What the exercise asks
From the first line to the last, reproduce the records exactly as they appear below.

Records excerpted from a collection
────────────────────

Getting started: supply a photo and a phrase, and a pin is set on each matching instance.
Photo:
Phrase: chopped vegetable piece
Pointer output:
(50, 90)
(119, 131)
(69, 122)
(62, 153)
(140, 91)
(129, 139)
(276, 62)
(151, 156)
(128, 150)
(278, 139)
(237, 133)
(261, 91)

────────────────────

Problem solution
Getting started: supply a photo and a phrase, and a pin is set on each matching instance.
Photo:
Phrase: chopped vegetable piece
Pointer output:
(50, 90)
(119, 131)
(69, 122)
(62, 153)
(140, 91)
(129, 139)
(276, 62)
(151, 156)
(128, 150)
(278, 139)
(237, 133)
(261, 91)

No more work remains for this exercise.